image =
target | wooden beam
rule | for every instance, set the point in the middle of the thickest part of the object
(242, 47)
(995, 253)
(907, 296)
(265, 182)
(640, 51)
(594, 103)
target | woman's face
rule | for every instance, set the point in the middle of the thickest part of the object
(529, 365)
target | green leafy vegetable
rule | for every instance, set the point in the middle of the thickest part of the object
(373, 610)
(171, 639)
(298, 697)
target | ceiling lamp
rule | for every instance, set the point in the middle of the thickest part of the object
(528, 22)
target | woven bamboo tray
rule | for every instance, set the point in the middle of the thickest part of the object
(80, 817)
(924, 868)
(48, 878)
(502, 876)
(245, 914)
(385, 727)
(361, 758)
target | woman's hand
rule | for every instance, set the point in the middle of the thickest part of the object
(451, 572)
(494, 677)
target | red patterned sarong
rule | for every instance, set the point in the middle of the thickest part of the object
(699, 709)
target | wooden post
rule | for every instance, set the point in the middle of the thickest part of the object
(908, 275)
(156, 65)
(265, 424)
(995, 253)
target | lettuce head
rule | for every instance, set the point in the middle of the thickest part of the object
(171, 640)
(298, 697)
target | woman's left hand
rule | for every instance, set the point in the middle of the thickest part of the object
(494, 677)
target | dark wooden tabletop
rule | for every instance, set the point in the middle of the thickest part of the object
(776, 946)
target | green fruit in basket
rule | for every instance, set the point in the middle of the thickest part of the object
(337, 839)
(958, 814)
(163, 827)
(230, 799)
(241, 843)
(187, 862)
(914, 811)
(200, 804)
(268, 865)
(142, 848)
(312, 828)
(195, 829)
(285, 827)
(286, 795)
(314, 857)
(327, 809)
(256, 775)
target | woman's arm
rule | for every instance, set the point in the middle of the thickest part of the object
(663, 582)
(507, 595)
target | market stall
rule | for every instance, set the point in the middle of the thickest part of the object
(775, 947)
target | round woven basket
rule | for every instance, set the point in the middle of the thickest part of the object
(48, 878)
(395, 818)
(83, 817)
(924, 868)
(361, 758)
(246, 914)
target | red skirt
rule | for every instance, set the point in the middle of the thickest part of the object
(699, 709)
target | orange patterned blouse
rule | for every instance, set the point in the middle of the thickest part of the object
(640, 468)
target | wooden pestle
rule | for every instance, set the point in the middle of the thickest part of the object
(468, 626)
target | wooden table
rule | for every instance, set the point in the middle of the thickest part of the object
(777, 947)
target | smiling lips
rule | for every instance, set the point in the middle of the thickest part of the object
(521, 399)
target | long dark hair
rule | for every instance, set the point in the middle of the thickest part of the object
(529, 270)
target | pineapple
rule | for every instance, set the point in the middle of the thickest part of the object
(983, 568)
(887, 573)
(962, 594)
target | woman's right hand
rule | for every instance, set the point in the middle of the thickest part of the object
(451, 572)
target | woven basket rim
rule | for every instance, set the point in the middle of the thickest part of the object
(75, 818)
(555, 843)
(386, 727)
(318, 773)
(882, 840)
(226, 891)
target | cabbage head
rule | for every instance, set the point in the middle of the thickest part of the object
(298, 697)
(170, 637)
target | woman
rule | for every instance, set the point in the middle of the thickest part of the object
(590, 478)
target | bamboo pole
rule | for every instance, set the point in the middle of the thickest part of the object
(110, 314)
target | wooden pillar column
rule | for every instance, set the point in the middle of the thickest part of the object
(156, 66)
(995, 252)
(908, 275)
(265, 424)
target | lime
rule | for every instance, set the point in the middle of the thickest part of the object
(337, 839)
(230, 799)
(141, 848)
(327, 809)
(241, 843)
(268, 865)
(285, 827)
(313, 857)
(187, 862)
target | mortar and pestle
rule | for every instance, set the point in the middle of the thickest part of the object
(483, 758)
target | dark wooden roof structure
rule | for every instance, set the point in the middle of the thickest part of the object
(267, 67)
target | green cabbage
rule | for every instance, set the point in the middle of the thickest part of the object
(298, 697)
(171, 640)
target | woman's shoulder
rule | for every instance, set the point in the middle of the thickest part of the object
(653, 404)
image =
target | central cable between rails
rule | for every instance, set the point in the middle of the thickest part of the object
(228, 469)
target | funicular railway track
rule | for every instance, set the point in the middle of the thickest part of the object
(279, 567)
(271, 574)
# # #
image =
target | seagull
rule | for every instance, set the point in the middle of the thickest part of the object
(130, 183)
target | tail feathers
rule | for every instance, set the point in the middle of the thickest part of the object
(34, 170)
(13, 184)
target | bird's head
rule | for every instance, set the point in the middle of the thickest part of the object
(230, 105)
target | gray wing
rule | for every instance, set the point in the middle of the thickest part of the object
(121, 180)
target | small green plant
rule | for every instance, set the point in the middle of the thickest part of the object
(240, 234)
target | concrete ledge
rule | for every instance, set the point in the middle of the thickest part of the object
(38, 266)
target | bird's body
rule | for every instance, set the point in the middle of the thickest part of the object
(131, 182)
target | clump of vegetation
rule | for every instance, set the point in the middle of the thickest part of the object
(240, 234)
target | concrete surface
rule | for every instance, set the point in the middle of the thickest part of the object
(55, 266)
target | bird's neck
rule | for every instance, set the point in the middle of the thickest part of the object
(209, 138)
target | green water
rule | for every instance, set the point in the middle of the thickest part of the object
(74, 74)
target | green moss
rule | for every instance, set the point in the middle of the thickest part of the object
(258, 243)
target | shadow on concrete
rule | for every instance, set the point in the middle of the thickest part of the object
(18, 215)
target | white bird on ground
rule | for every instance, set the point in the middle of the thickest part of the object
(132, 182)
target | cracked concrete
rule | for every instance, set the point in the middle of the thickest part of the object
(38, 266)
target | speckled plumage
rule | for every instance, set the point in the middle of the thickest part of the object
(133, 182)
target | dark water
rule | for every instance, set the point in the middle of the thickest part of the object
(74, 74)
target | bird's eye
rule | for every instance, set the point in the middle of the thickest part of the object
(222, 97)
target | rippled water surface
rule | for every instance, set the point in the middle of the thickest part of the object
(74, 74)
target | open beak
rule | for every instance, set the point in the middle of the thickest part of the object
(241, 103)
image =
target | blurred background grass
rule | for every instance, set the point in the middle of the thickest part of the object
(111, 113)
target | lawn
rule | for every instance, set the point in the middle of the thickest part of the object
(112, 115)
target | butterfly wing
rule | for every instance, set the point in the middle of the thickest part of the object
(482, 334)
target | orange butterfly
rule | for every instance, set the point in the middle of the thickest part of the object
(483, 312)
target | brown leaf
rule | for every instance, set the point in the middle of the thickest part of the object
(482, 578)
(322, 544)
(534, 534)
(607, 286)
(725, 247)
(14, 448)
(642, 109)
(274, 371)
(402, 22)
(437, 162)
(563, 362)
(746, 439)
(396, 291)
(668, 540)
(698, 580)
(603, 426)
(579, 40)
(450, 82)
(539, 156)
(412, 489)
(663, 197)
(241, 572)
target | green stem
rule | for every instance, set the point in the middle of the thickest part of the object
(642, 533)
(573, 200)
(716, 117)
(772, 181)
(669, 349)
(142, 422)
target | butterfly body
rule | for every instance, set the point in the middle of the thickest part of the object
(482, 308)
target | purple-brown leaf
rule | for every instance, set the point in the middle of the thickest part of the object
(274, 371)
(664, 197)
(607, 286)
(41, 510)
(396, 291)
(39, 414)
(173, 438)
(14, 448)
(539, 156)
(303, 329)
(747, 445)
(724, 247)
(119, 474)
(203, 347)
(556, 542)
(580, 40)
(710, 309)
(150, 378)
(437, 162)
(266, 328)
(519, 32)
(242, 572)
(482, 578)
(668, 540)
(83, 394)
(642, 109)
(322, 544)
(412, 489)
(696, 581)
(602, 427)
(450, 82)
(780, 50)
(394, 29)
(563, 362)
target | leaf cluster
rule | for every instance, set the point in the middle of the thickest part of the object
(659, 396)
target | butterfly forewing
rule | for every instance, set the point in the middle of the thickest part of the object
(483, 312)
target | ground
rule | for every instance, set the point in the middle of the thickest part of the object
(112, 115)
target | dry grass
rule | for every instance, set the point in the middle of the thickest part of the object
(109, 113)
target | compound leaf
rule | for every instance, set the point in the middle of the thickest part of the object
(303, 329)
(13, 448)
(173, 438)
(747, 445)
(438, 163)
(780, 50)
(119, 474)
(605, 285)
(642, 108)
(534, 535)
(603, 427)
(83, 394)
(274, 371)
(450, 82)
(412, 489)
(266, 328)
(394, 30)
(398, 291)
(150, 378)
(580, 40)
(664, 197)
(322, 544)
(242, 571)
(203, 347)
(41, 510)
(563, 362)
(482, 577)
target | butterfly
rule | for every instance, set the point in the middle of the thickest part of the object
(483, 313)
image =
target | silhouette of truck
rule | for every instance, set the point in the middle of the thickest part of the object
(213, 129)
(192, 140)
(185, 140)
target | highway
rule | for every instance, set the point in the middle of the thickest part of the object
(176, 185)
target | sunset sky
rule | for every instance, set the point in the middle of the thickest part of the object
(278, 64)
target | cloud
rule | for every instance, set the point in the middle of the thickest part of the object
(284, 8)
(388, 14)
# # #
*Requirements*. How many lines of the data above contain the word "butterfly"? Reply with the number alone.

*Task solution*. 5